_Directions for this task_
Give the number of lines in the data below that contain the string "item", and reply with only that number.

_Data lines_
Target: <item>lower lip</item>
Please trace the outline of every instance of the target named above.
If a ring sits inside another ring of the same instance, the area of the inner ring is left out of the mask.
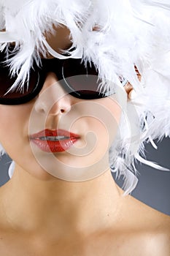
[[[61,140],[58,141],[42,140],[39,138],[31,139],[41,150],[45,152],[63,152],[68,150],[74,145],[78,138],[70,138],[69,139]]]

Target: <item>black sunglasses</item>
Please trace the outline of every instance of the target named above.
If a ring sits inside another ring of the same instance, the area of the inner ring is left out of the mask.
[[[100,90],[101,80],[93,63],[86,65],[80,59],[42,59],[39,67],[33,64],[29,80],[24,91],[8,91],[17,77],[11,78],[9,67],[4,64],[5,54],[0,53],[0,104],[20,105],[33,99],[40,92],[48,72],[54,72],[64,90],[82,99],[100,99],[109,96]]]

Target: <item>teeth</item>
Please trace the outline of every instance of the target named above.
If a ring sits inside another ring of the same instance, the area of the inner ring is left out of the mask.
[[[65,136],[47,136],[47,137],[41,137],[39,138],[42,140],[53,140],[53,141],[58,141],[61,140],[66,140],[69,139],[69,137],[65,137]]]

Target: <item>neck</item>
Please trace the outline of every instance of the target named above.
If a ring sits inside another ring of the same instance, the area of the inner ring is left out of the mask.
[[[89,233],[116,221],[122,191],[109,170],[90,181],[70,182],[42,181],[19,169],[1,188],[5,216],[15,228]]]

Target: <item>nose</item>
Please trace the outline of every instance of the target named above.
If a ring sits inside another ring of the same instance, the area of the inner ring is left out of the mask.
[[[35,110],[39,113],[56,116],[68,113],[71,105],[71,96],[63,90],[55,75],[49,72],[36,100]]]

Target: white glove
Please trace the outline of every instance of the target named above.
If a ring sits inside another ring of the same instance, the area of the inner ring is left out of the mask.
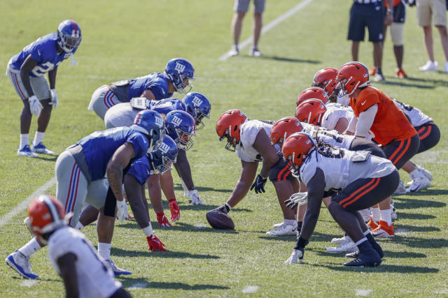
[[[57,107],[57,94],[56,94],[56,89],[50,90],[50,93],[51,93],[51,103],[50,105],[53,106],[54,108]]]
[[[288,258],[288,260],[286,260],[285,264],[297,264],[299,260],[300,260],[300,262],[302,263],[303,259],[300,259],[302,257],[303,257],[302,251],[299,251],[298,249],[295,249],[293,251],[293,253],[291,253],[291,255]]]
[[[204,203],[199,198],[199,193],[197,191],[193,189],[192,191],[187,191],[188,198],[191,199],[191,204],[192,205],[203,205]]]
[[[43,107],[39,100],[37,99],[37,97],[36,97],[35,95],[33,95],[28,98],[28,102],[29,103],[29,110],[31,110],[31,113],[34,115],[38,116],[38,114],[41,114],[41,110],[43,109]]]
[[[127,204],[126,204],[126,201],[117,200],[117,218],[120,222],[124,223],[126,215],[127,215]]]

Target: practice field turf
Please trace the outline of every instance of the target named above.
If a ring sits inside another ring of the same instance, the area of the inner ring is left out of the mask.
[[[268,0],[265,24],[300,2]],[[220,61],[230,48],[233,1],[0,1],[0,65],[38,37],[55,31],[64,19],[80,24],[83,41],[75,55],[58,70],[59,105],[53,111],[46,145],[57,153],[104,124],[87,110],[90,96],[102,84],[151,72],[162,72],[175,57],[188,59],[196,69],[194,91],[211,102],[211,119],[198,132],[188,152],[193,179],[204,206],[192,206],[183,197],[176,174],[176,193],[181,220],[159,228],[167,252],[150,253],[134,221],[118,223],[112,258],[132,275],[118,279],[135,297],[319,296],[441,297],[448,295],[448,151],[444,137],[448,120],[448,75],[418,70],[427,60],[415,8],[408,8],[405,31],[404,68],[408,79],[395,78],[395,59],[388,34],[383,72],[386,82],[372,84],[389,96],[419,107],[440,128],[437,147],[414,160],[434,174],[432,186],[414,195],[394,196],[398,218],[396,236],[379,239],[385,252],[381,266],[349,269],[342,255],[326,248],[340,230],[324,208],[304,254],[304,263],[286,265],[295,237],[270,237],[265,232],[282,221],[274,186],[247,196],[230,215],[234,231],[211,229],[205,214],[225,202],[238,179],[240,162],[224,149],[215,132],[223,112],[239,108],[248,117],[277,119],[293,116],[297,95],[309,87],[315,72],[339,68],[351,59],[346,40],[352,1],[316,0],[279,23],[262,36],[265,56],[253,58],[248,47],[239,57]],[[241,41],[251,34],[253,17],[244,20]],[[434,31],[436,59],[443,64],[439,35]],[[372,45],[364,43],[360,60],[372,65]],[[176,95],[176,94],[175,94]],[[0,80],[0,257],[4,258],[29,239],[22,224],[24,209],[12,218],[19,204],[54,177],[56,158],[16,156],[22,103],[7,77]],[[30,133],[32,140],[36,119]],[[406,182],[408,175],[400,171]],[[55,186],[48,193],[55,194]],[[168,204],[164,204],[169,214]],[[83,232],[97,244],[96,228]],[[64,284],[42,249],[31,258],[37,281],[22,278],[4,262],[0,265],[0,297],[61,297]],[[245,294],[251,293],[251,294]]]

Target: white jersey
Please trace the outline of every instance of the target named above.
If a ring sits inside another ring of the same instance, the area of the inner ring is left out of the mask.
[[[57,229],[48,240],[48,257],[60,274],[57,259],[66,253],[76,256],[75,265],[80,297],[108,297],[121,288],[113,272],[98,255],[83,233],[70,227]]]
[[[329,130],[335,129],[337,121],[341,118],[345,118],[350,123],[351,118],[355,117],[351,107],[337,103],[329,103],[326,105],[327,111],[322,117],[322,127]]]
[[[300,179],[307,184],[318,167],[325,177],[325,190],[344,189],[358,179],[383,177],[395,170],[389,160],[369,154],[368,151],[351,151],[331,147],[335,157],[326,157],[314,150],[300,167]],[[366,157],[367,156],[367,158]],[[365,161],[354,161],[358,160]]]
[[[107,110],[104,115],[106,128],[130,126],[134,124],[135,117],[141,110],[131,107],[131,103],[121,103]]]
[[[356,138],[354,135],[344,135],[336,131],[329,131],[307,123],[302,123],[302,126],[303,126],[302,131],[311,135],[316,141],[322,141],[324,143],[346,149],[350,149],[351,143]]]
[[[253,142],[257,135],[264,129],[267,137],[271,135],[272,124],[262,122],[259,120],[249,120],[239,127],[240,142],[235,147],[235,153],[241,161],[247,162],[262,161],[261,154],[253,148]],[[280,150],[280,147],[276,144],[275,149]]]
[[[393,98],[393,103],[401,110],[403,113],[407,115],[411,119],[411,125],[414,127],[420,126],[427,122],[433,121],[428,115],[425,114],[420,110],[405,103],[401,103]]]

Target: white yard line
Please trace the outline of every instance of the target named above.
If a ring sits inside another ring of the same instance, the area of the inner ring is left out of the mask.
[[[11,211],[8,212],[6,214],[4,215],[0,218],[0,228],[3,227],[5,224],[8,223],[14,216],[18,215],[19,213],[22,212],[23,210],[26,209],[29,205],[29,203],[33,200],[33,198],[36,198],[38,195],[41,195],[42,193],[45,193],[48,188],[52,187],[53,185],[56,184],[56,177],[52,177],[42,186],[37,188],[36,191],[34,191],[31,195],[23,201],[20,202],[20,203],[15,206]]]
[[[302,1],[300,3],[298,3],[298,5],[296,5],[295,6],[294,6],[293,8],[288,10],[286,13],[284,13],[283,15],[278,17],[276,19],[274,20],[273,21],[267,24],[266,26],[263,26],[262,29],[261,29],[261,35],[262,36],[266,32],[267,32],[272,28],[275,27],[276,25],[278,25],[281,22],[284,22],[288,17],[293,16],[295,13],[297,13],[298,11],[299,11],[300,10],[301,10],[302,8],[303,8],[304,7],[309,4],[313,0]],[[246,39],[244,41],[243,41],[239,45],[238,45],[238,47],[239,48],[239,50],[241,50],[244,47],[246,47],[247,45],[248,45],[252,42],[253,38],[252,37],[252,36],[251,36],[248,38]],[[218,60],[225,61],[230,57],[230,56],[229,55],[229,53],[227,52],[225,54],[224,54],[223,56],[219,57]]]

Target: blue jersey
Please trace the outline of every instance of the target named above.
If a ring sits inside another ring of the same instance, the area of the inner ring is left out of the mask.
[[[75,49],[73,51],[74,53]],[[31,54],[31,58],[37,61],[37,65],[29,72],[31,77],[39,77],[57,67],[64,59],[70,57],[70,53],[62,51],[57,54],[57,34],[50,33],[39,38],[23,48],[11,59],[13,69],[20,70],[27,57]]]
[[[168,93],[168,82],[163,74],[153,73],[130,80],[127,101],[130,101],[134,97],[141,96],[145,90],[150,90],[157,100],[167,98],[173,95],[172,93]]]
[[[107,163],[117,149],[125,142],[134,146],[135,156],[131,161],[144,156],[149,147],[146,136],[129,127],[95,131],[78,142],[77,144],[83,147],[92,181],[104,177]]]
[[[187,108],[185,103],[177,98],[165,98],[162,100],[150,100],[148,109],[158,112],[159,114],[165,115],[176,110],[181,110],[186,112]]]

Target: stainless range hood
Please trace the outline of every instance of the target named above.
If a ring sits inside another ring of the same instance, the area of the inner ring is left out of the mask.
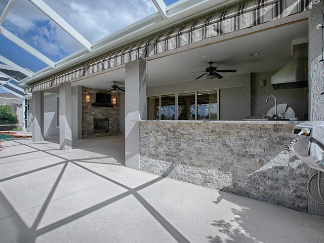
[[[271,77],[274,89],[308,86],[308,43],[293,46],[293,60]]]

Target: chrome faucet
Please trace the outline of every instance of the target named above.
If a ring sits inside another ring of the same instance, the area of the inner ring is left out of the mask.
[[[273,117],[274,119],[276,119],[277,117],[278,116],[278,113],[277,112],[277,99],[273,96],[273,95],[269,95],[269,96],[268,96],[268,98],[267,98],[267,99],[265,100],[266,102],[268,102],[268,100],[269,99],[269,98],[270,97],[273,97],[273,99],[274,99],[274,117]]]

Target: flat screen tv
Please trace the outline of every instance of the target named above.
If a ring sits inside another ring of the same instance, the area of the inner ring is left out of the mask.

--

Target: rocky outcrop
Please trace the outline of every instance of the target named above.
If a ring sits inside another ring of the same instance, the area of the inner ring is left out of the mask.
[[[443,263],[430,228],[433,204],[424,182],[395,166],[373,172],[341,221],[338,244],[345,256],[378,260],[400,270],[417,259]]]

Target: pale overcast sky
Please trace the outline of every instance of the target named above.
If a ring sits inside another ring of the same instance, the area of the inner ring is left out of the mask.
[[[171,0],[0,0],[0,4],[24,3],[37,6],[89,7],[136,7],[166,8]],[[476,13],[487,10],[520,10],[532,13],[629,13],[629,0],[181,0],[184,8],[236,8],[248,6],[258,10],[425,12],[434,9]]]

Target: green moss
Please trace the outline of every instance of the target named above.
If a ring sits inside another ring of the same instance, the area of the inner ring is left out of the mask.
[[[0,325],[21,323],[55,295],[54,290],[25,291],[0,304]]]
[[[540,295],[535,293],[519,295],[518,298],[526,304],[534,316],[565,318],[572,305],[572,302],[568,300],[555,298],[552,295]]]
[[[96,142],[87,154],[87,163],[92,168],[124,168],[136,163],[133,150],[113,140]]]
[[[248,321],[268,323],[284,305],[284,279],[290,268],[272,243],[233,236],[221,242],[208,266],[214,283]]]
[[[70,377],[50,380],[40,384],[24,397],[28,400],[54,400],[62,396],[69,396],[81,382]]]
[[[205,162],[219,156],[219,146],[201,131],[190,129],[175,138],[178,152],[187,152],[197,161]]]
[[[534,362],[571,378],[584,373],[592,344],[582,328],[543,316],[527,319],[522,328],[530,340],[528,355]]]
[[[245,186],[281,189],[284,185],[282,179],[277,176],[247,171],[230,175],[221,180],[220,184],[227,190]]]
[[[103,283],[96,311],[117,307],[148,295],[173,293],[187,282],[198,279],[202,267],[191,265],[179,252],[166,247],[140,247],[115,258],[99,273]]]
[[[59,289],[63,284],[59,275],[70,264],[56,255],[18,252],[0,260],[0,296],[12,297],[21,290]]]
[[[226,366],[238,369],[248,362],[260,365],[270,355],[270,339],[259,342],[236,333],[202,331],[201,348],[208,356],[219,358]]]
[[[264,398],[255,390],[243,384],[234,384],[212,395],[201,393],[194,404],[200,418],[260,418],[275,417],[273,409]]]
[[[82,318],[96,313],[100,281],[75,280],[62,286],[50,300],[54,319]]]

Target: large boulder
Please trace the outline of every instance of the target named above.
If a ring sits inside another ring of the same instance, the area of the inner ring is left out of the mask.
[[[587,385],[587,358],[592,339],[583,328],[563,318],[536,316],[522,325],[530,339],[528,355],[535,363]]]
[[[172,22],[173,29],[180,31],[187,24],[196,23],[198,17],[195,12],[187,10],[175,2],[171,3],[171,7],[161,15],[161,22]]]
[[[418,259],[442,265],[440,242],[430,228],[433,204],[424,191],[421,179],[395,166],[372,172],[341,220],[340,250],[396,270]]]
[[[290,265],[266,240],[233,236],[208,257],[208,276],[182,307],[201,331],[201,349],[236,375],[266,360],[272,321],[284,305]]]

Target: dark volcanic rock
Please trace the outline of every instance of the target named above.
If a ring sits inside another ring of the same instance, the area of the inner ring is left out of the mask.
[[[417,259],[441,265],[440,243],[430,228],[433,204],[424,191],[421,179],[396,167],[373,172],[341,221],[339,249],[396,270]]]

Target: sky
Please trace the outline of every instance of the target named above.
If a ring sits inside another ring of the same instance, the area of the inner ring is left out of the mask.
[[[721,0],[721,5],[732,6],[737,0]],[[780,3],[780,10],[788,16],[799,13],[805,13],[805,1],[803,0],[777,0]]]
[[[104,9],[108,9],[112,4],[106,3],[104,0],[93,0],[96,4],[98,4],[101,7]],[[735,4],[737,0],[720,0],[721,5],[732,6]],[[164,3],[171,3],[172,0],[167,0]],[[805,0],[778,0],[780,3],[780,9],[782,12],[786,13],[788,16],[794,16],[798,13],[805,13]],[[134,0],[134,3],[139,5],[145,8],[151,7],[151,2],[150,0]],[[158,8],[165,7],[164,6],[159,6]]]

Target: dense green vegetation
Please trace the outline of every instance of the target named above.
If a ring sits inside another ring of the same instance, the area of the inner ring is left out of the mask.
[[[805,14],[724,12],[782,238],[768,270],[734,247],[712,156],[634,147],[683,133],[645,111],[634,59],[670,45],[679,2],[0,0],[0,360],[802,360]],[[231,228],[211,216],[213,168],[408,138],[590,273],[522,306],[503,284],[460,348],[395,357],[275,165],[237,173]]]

...

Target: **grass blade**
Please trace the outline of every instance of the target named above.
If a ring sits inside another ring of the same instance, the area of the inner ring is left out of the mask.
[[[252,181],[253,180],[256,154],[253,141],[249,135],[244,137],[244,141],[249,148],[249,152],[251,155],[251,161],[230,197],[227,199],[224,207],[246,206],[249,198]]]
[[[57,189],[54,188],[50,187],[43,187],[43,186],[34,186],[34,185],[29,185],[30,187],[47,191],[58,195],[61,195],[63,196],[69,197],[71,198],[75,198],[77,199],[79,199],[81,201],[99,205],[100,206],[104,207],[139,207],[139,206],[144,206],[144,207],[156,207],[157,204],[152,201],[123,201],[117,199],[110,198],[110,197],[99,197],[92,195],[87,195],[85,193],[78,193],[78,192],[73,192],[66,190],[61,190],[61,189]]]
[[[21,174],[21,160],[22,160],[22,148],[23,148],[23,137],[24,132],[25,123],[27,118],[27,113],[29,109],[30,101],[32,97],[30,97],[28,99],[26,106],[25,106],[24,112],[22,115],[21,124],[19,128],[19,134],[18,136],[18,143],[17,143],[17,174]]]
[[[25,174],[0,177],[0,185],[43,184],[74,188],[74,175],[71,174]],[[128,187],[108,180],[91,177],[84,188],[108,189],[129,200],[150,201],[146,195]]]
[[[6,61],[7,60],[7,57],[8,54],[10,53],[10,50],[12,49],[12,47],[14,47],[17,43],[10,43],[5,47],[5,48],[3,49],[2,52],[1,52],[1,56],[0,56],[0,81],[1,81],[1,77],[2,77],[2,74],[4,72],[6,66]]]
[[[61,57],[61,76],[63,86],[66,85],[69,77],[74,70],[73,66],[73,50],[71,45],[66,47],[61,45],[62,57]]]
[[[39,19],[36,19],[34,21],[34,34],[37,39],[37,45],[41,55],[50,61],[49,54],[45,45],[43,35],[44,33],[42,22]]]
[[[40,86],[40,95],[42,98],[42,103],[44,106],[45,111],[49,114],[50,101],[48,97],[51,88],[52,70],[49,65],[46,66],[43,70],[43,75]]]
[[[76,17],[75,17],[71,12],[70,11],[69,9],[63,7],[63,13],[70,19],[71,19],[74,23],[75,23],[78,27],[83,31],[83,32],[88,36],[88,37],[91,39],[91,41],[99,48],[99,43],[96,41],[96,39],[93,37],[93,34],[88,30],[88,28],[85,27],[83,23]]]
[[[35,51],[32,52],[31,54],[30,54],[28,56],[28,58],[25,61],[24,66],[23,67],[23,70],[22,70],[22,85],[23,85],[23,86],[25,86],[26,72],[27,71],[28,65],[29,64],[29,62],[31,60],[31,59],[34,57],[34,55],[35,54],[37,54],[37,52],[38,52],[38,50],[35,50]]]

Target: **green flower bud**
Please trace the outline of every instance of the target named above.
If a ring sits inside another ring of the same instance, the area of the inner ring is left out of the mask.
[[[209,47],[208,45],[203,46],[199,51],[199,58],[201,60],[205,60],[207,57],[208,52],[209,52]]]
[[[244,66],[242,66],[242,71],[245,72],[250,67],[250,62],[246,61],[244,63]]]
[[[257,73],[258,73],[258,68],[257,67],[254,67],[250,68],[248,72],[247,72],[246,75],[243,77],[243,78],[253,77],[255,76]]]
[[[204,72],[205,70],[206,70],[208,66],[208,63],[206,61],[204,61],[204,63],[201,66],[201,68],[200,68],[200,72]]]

_Exercise result_
5